Carry on the piece about the bison and the children, picking up right after its last sentence.

╭─ EXCERPTED TEXT

The very first thing we hear in the video is Moron assuring the children that “he’s friendly” (B Loy).  Rather than shepherding the children away from the beast that has greater strength and weight than all of them combined, Moron just stands back and films the children as they approach the bison while repeatedly exclaiming “oh my gosh” (B Loy).

As the children approach, the bison turns to face them and begins shaking its head and hind quarters about while snorting loudly: classic warning signs that it is preparing to charge.  Moron even notices these “gestures,” (B Loy), although he doesn’t take any action to mitigate the considerable danger facing the children; whether this is because he didn’t realize what the gestures meant or because he was simply too empty-headed to act is unclear but given what we’ve seen of him so far, either is possible.  The bison then moves to block the path it saw the children taking; because it stands its ground as the humans approach and even moves to block their path, this is clearly territorial behavior and not self-preservation instincts.

Which is bad.

As the children continue advancing, the bison’s warning gestures become more pronounced and it lowers its head – this bull is going to charge whatever draws its attention next.  The two children who had managed to get past the bison are saved from almost certain death by a man who quickly hops onto the wooden footpath on the other side of the bison, the sudden motion causing it to charge.  The main group of tourists flees away from the bison’s territory, but one child breaks from the group and runs parallel to the border; the animal singles this child out and pursues him, quickly closing the distance until the child turns and sprints away from the bison’s territory with less than a yard between him and the animal, at which point the bison, satisfied that it has made its point, abandons the chase (B Loy).

╰─
╭─ RECORD EXTRACTS

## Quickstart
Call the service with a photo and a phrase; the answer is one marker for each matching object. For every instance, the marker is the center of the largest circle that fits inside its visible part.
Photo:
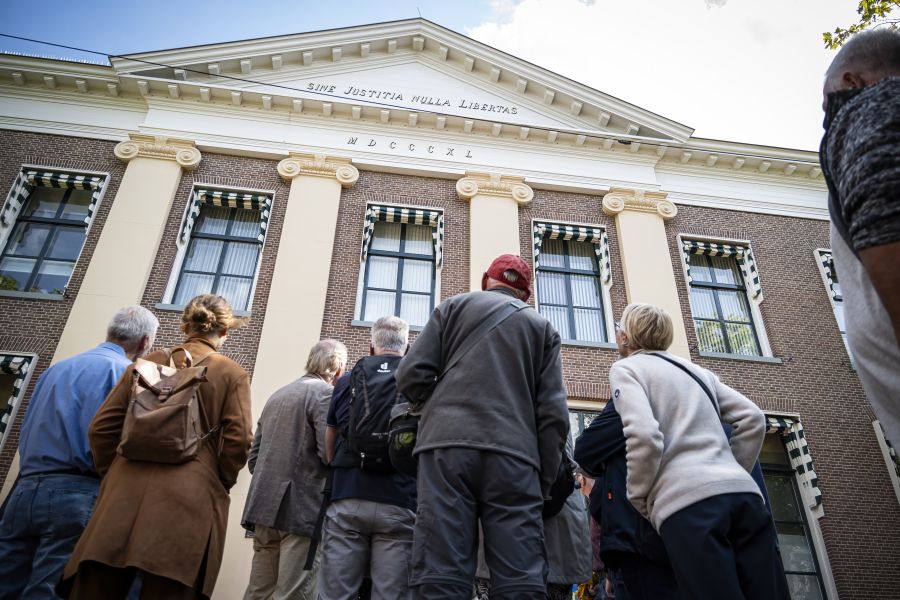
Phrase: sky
(737, 70)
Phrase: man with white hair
(287, 460)
(52, 501)
(860, 156)
(369, 524)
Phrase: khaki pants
(277, 570)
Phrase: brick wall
(28, 325)
(861, 525)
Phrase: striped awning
(433, 218)
(744, 255)
(28, 179)
(791, 430)
(827, 262)
(578, 233)
(242, 200)
(17, 366)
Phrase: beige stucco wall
(121, 263)
(493, 230)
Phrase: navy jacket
(600, 452)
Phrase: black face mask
(836, 101)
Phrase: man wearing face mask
(860, 156)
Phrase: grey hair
(131, 324)
(875, 51)
(390, 333)
(326, 358)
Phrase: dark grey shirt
(505, 395)
(860, 157)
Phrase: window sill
(766, 359)
(584, 344)
(368, 325)
(31, 295)
(180, 308)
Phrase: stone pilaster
(494, 202)
(125, 253)
(646, 260)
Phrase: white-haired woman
(683, 474)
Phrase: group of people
(671, 502)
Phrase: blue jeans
(42, 521)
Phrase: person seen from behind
(487, 373)
(167, 521)
(860, 158)
(695, 488)
(288, 464)
(368, 528)
(53, 498)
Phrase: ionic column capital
(494, 184)
(161, 147)
(620, 199)
(318, 165)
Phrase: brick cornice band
(142, 145)
(494, 184)
(620, 199)
(318, 165)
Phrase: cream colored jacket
(676, 451)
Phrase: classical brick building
(321, 180)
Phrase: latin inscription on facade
(426, 100)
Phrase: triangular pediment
(411, 65)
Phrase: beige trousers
(277, 570)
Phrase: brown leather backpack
(163, 421)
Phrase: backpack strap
(489, 324)
(695, 378)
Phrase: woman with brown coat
(167, 521)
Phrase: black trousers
(724, 547)
(646, 579)
(457, 487)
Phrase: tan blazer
(168, 519)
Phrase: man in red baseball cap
(487, 373)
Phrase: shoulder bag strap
(488, 325)
(694, 376)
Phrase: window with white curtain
(221, 256)
(569, 289)
(399, 277)
(721, 311)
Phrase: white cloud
(748, 72)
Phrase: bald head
(866, 58)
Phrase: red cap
(510, 262)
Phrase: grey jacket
(287, 458)
(506, 395)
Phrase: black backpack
(373, 393)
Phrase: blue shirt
(388, 488)
(65, 400)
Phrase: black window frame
(567, 271)
(55, 223)
(226, 237)
(402, 256)
(715, 287)
(784, 470)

╰─

* _RESULT_
It is by sheer luck that nobody was killed in this incident; it’s hardly uncommon to hear about tourists gored or trampled by bison, almost universally killing the tourist.  The worst part about this kind of thing is that it’s a 100% completely avoidable situation; even a modicum of common sense would have defused the situation before it escalated to the point that it did.  It was by sheer luck that nobody was killed, and if it were to happen again fatalities would be almost guaranteed.  It’s truly infuriating that nobody had that little bit of common sense not to approach Nature’s Rage-Filled Battering Ram.

Well, we’re calling the camera guy Moron for a reason.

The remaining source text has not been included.